Goal of the exercise
Rewrite the lines starting at the one containing "For every <instance>" and ending at the one containing "positive clicks: (166, 151) (184, 163)", changing every "rough mask" to "coarse mask" and leaving everything else the same.

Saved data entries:
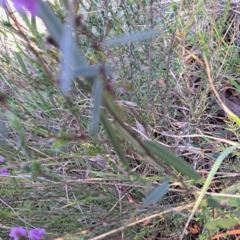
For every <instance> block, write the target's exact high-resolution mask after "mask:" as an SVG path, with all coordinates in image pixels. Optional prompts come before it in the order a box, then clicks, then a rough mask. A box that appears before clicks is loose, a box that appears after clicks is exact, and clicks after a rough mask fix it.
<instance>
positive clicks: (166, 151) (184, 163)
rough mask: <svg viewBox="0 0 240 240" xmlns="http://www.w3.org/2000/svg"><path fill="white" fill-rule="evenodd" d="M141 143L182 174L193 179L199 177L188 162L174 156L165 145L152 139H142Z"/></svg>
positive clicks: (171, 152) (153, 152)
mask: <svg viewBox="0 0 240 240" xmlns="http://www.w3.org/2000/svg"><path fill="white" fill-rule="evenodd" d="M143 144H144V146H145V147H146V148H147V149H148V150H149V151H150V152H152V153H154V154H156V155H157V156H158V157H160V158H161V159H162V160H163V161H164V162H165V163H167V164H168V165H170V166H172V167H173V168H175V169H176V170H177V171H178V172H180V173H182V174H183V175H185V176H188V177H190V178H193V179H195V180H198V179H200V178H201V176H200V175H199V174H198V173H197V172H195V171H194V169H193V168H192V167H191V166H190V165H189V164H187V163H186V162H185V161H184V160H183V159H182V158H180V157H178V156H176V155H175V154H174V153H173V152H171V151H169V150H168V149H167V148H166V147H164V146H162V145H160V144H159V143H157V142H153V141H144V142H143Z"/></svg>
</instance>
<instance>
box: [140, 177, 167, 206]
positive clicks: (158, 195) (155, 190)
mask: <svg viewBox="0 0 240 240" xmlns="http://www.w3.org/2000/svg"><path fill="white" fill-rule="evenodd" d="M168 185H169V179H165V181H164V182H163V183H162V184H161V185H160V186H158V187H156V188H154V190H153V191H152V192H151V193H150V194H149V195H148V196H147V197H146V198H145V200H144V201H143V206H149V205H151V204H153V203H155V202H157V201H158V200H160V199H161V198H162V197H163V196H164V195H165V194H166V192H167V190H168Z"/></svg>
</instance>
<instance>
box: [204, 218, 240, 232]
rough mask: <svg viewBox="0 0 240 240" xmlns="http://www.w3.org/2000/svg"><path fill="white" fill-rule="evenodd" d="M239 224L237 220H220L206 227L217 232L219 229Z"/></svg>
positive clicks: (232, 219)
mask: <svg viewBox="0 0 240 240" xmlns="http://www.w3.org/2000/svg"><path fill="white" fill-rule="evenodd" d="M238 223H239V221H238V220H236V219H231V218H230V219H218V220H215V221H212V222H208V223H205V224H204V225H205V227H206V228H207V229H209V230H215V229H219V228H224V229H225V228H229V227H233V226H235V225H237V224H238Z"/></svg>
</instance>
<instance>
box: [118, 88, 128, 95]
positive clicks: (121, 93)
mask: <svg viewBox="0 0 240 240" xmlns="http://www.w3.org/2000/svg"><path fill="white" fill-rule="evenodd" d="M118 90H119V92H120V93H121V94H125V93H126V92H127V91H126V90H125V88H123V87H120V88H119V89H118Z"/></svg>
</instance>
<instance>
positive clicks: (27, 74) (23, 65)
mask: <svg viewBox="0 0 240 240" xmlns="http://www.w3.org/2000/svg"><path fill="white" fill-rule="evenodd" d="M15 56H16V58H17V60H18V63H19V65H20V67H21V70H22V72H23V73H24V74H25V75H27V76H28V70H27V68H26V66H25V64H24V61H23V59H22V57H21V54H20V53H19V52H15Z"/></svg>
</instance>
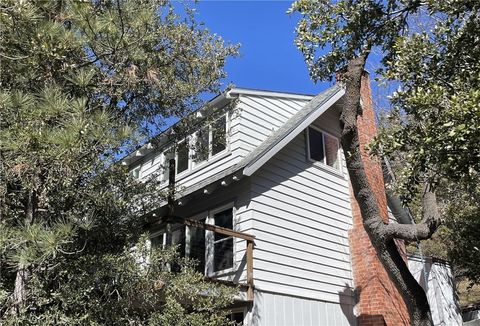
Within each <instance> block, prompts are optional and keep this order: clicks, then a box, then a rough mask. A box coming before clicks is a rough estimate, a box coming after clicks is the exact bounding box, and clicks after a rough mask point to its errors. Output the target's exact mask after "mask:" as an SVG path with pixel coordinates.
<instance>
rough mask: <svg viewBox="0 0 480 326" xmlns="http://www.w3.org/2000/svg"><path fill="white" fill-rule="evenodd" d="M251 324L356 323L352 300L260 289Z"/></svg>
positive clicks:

==

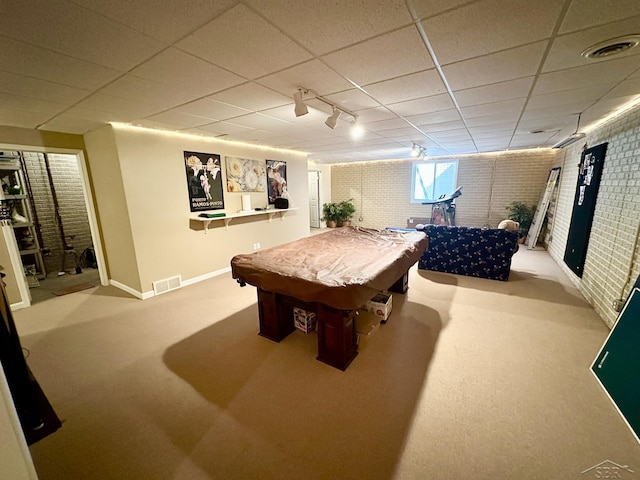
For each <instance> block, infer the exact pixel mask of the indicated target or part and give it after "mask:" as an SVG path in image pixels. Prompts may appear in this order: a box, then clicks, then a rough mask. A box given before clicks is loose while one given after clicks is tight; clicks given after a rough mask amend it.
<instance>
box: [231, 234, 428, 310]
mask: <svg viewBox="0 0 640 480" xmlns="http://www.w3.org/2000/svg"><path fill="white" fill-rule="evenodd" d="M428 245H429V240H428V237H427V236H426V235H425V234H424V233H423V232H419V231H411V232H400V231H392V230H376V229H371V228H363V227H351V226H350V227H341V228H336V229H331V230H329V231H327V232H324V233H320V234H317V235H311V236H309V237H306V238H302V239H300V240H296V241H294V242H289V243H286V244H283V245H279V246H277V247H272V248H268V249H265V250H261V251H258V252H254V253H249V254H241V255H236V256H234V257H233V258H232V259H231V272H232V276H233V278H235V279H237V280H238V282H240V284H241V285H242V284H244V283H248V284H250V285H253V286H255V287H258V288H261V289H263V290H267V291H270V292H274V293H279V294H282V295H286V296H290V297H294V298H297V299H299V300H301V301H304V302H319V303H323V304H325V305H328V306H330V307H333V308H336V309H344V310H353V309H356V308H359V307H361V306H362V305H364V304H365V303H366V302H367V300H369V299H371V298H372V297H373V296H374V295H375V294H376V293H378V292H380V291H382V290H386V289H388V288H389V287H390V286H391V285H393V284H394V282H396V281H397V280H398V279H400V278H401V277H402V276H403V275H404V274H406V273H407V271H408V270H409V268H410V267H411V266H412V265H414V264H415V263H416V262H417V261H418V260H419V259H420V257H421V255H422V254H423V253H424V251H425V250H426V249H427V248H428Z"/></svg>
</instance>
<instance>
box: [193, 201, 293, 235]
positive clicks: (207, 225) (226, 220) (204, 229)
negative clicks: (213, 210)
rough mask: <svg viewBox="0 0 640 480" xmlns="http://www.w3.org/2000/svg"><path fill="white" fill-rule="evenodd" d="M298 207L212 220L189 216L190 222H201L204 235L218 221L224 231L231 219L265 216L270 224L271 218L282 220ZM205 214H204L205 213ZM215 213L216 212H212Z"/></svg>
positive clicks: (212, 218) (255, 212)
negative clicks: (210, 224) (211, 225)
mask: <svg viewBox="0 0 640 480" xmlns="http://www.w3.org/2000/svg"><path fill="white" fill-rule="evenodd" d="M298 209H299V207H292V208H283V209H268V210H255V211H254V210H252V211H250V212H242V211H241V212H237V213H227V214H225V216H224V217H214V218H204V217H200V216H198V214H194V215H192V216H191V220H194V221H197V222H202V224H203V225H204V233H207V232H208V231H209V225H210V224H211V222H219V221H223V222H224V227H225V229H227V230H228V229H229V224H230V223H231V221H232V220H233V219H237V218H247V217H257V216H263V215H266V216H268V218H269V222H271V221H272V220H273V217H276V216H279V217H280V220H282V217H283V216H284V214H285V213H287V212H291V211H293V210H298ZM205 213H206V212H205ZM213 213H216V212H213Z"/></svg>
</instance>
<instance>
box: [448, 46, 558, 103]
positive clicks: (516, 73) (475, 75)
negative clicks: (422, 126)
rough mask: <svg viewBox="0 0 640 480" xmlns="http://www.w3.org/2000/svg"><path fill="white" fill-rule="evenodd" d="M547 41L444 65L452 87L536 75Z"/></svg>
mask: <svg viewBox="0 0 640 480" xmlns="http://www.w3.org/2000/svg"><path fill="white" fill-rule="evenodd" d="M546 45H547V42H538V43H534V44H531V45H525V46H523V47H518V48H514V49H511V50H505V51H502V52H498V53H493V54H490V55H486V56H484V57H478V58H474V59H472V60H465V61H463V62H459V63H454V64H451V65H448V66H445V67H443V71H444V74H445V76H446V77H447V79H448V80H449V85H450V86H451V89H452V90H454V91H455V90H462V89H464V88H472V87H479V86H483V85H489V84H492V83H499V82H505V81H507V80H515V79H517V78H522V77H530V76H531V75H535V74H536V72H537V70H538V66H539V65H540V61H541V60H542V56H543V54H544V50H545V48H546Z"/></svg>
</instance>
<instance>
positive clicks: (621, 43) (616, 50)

--

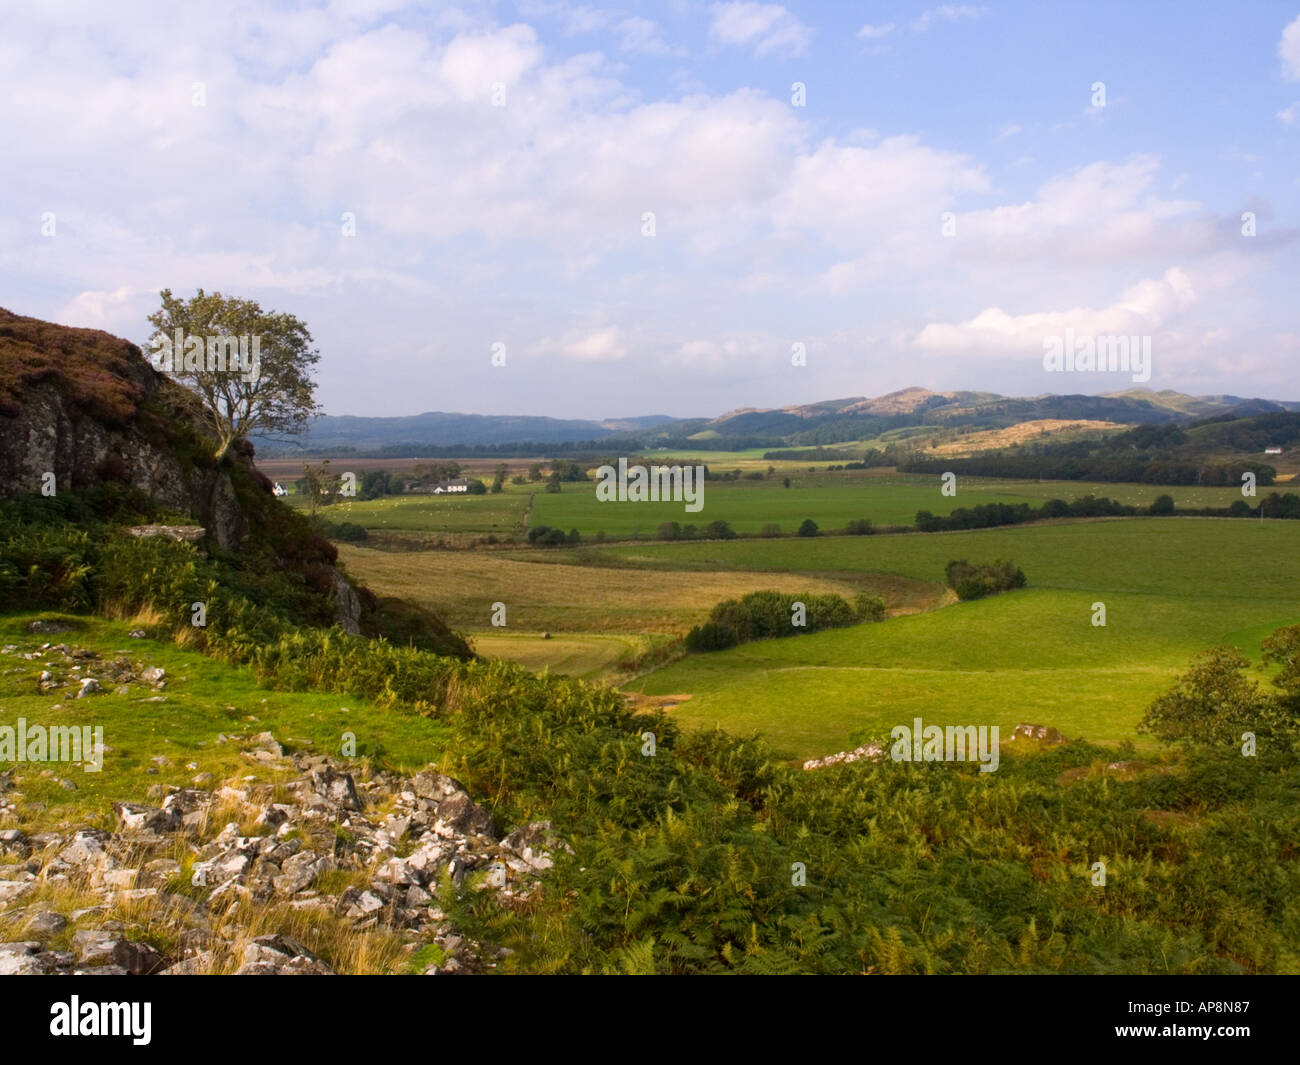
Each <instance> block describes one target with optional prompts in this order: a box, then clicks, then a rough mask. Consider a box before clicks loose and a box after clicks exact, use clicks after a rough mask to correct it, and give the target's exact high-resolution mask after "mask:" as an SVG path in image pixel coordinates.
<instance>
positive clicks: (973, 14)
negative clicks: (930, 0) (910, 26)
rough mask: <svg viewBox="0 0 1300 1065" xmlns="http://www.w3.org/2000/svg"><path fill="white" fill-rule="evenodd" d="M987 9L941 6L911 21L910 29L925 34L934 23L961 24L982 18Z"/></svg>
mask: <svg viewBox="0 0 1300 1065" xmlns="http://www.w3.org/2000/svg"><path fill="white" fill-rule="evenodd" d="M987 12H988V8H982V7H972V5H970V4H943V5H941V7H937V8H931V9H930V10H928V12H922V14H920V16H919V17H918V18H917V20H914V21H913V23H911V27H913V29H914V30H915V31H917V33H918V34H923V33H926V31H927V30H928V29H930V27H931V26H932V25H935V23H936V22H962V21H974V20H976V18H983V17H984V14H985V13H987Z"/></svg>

Task answer
For every <instance> block, write the target's exact high-resolution mask after "mask:" as an SVG path, with all coordinates in image pixels. Optional prompts come before it in the order a box, then clicks, then a coarse mask. A box that appears before clicks is loose, a box that appears after clicks is exact, and clicks after a coarse mask fix it.
<instance>
positive clicks: (166, 151) (184, 163)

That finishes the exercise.